▸ Work to be completed
Pictures must not appear in your answer. Write out exactly the lines from the one with "Bounding boxes for lace" through the last line of the entries below.

[Saved entries]
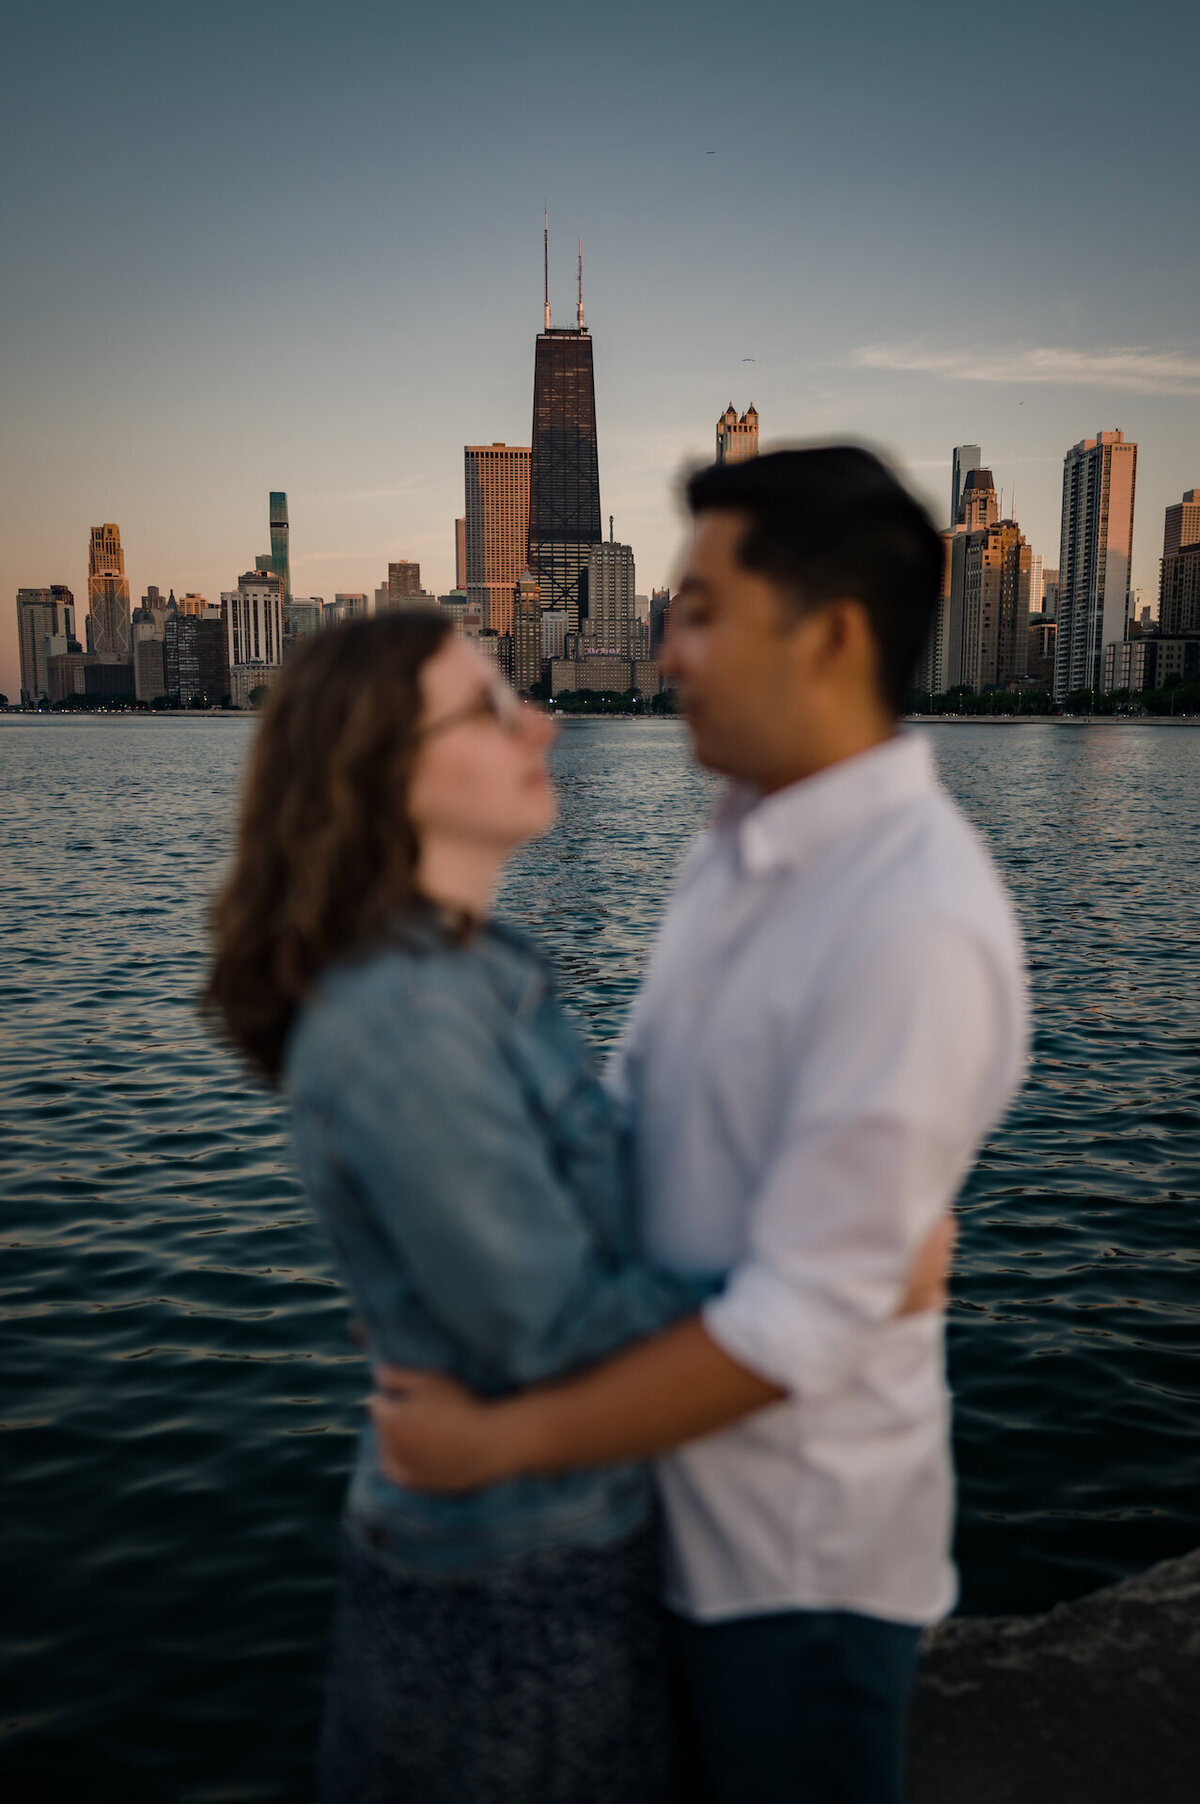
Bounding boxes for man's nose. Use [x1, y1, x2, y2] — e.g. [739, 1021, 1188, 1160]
[527, 704, 558, 746]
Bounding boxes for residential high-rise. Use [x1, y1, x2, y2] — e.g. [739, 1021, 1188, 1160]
[964, 519, 1032, 692]
[268, 493, 291, 602]
[541, 607, 569, 663]
[1042, 568, 1060, 620]
[131, 605, 168, 704]
[951, 446, 982, 526]
[464, 444, 531, 635]
[222, 570, 284, 672]
[956, 467, 998, 530]
[455, 517, 467, 591]
[527, 227, 602, 635]
[384, 562, 422, 608]
[1163, 489, 1200, 560]
[716, 404, 759, 464]
[165, 613, 229, 707]
[915, 538, 954, 696]
[16, 586, 75, 705]
[1155, 487, 1200, 644]
[287, 599, 323, 636]
[649, 587, 672, 655]
[1159, 543, 1200, 638]
[582, 540, 635, 657]
[511, 571, 544, 694]
[88, 524, 132, 656]
[942, 473, 1031, 692]
[1054, 430, 1138, 700]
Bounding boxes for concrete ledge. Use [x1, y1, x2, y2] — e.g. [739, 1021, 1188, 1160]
[907, 1549, 1200, 1802]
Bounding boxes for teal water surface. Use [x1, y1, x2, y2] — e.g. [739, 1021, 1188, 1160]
[2, 714, 1199, 1801]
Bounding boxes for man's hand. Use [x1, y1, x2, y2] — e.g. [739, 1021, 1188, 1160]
[369, 1214, 957, 1496]
[369, 1368, 503, 1492]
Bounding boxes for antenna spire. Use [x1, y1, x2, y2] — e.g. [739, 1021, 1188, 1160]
[543, 209, 550, 332]
[577, 237, 584, 330]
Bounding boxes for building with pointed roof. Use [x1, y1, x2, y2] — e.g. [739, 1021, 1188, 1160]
[716, 404, 759, 464]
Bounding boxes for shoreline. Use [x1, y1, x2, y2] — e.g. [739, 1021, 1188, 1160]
[908, 1545, 1200, 1803]
[4, 709, 1198, 726]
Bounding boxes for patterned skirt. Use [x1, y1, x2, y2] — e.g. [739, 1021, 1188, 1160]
[319, 1518, 683, 1804]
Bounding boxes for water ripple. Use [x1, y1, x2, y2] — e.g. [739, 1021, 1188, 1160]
[2, 714, 1199, 1799]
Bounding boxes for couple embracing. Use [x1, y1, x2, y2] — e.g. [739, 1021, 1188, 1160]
[207, 448, 1026, 1804]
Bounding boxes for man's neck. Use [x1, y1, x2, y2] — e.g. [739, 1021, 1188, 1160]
[754, 716, 899, 796]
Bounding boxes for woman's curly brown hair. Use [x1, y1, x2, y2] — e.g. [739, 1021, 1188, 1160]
[205, 608, 453, 1083]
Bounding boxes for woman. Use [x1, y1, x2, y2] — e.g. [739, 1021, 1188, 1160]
[206, 611, 713, 1804]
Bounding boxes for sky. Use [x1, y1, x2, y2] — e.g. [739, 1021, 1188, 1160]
[2, 0, 1197, 699]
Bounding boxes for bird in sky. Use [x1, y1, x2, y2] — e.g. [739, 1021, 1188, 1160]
[741, 357, 756, 362]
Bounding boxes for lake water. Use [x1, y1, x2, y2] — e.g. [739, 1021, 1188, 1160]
[2, 714, 1199, 1801]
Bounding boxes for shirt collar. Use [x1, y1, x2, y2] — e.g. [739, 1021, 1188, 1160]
[721, 731, 938, 876]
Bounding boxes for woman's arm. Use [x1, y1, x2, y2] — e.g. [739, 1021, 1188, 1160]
[298, 968, 715, 1385]
[369, 1216, 956, 1490]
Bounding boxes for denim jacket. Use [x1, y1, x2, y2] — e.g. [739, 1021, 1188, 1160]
[284, 915, 713, 1572]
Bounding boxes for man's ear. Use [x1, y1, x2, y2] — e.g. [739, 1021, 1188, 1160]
[801, 597, 860, 669]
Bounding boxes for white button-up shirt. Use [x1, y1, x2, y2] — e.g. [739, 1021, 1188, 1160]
[611, 731, 1028, 1626]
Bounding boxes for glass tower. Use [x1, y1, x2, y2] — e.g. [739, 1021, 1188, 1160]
[268, 492, 291, 602]
[528, 329, 601, 636]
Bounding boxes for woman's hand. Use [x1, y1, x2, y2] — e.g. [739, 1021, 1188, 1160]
[369, 1367, 506, 1493]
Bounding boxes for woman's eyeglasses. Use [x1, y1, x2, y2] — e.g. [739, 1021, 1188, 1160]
[417, 676, 529, 741]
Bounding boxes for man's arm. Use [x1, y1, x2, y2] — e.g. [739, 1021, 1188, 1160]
[372, 1317, 782, 1490]
[370, 1213, 956, 1491]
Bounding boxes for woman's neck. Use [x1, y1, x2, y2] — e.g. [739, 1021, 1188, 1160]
[415, 838, 506, 922]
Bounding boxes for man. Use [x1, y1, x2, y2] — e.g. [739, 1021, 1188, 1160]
[371, 448, 1028, 1802]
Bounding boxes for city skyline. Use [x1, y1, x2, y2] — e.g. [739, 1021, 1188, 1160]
[3, 2, 1197, 699]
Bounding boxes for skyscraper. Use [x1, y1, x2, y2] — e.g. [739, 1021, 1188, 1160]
[268, 493, 291, 601]
[1054, 431, 1138, 700]
[88, 524, 132, 656]
[511, 571, 544, 694]
[582, 540, 635, 657]
[1162, 489, 1200, 561]
[955, 466, 998, 531]
[16, 586, 75, 705]
[716, 404, 759, 463]
[455, 517, 467, 591]
[222, 570, 284, 671]
[527, 225, 602, 636]
[165, 613, 229, 707]
[1158, 490, 1200, 639]
[951, 446, 982, 527]
[464, 444, 531, 635]
[962, 519, 1032, 692]
[384, 562, 422, 608]
[1158, 545, 1200, 639]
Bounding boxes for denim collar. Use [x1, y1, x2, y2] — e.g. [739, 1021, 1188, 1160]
[384, 905, 551, 1022]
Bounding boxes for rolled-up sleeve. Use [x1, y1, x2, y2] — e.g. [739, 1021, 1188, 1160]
[702, 920, 1020, 1400]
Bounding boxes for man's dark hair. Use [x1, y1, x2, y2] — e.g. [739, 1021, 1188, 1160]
[686, 447, 943, 714]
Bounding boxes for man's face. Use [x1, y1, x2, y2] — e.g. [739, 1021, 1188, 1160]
[660, 509, 815, 784]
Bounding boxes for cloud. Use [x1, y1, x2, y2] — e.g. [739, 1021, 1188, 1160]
[852, 342, 1200, 396]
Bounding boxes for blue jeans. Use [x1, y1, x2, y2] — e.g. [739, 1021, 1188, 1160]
[670, 1606, 922, 1804]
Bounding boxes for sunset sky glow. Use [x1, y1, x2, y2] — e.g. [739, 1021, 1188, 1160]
[3, 0, 1196, 696]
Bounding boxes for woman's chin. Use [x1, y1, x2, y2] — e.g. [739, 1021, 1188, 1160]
[524, 786, 559, 839]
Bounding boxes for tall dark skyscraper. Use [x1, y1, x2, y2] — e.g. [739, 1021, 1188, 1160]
[527, 224, 601, 635]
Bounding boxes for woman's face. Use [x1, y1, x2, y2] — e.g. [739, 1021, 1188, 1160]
[407, 638, 558, 856]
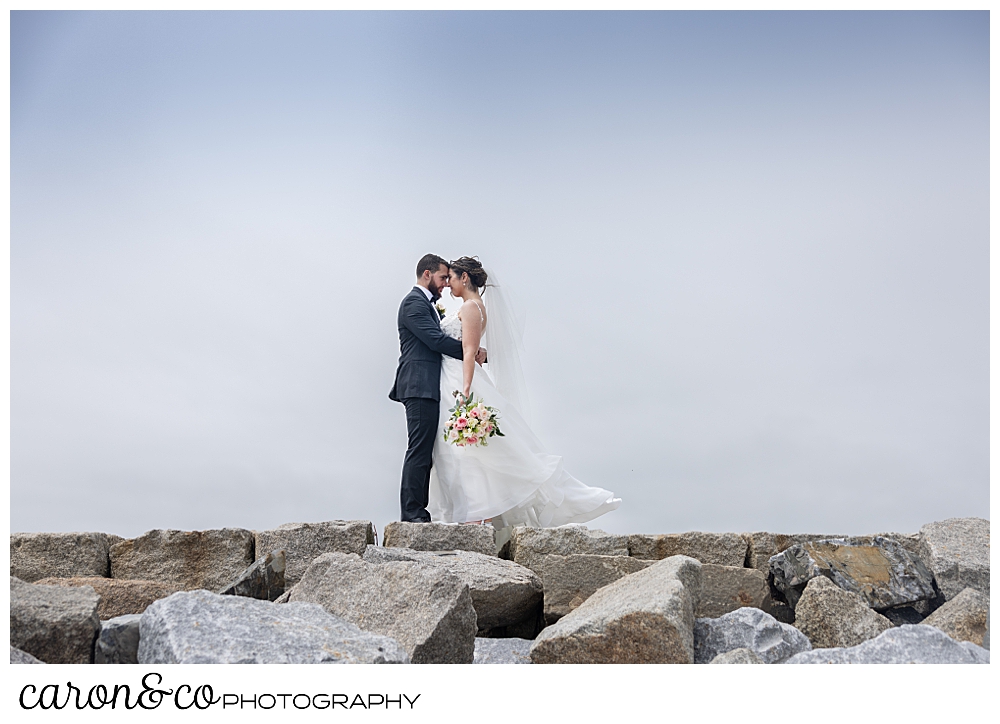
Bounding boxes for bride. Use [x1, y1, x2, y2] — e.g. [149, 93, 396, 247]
[428, 256, 621, 536]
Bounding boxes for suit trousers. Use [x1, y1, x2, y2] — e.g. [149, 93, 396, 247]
[400, 397, 440, 522]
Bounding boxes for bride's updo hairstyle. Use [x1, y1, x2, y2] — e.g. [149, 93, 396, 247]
[450, 256, 489, 292]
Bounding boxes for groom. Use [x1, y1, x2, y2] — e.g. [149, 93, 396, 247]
[390, 254, 487, 522]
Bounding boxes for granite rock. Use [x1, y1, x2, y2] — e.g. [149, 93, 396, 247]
[474, 637, 533, 664]
[770, 536, 936, 610]
[917, 517, 990, 601]
[363, 546, 543, 636]
[784, 624, 990, 664]
[694, 607, 811, 664]
[34, 576, 182, 619]
[697, 565, 769, 619]
[742, 532, 845, 573]
[383, 521, 495, 556]
[219, 550, 286, 601]
[94, 614, 142, 664]
[11, 532, 118, 582]
[10, 576, 101, 664]
[508, 525, 628, 569]
[882, 606, 925, 627]
[254, 521, 375, 586]
[922, 587, 989, 646]
[138, 590, 408, 664]
[288, 552, 476, 663]
[530, 556, 702, 664]
[110, 528, 255, 592]
[11, 647, 45, 664]
[793, 576, 893, 648]
[709, 647, 764, 664]
[628, 532, 748, 567]
[530, 553, 654, 624]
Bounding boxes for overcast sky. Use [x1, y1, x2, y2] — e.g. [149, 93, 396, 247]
[11, 11, 988, 540]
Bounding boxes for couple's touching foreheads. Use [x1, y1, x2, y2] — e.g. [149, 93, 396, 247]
[389, 253, 620, 541]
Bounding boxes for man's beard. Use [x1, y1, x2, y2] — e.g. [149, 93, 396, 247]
[427, 279, 443, 300]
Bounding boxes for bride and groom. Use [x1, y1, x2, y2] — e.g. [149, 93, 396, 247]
[389, 254, 621, 532]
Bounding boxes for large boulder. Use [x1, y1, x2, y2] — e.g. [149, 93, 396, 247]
[709, 648, 764, 664]
[770, 536, 936, 610]
[11, 647, 44, 664]
[383, 521, 495, 556]
[138, 590, 408, 664]
[694, 607, 811, 664]
[530, 554, 654, 624]
[363, 546, 542, 637]
[218, 551, 286, 601]
[10, 576, 101, 664]
[11, 532, 120, 582]
[785, 624, 990, 664]
[793, 576, 893, 648]
[110, 528, 255, 592]
[628, 532, 747, 567]
[34, 577, 182, 619]
[696, 565, 769, 619]
[530, 556, 702, 664]
[917, 517, 990, 601]
[922, 587, 989, 646]
[508, 525, 628, 569]
[742, 532, 845, 573]
[287, 552, 476, 663]
[254, 521, 375, 586]
[474, 638, 532, 664]
[94, 614, 142, 664]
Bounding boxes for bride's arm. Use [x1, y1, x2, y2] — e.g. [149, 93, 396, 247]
[459, 301, 482, 398]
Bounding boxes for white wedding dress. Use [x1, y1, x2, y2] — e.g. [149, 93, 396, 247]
[428, 309, 621, 531]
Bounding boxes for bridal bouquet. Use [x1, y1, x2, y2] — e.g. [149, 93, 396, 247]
[444, 392, 504, 447]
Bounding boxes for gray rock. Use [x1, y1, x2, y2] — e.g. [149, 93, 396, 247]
[110, 528, 255, 592]
[917, 517, 990, 601]
[474, 638, 533, 664]
[34, 576, 183, 619]
[11, 647, 44, 664]
[628, 532, 748, 567]
[94, 614, 142, 664]
[530, 553, 655, 624]
[219, 550, 286, 601]
[922, 587, 989, 646]
[697, 565, 769, 618]
[508, 525, 628, 569]
[11, 532, 118, 582]
[138, 590, 408, 664]
[694, 607, 811, 664]
[984, 610, 990, 650]
[10, 576, 101, 664]
[288, 552, 476, 663]
[530, 556, 702, 664]
[742, 532, 845, 573]
[383, 521, 496, 556]
[363, 546, 543, 636]
[770, 536, 936, 610]
[785, 624, 990, 664]
[254, 521, 375, 587]
[793, 576, 893, 648]
[709, 647, 764, 664]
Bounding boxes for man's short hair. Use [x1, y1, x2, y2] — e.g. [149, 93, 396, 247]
[416, 254, 449, 278]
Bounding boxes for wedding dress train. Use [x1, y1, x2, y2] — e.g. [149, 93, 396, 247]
[428, 313, 621, 530]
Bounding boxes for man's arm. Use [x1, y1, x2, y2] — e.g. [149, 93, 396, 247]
[402, 297, 465, 360]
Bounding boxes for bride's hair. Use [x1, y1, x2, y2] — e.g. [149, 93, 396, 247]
[449, 256, 489, 291]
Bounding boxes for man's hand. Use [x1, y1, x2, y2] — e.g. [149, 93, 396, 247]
[475, 347, 488, 365]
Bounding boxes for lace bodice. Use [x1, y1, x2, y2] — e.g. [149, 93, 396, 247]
[441, 301, 485, 342]
[442, 314, 464, 341]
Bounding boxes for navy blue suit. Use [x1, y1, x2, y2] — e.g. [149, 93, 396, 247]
[390, 287, 465, 521]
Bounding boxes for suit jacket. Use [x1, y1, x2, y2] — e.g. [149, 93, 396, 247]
[389, 287, 465, 402]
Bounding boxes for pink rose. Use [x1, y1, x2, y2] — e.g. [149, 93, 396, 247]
[466, 435, 478, 445]
[456, 417, 468, 429]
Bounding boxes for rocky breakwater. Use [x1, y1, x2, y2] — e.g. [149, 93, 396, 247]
[9, 516, 990, 665]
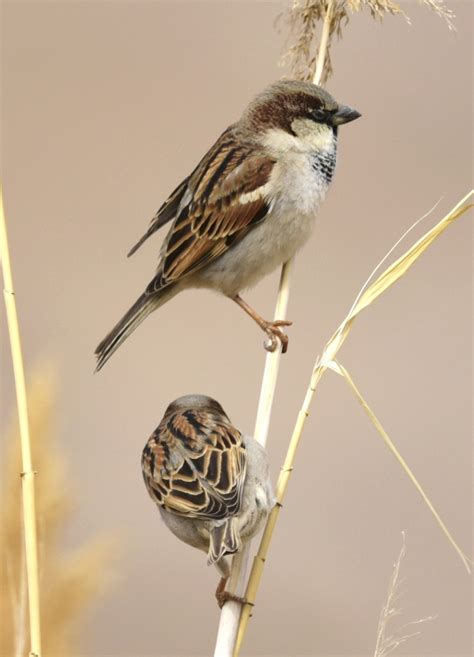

▸ Written response
Bounding boxes for lace bodice. Use [x1, y1, x2, y2] — e.g. [149, 93, 396, 247]
[441, 301, 485, 342]
[442, 314, 464, 341]
Bounding boxes for navy blue suit. Use [x1, y1, x2, y2] — e.g. [149, 93, 396, 247]
[390, 287, 465, 521]
Bounding boxes for suit jacket. Use [x1, y1, x2, y2] — e.g. [149, 93, 396, 247]
[389, 287, 465, 402]
Bounding boxes for pink rose. Use [x1, y1, x2, y2] — e.g. [149, 93, 396, 247]
[466, 435, 478, 445]
[456, 417, 468, 429]
Bounding boxes for rocky breakwater. Use [x1, y1, x2, y2] — e.g. [149, 93, 396, 247]
[9, 516, 990, 665]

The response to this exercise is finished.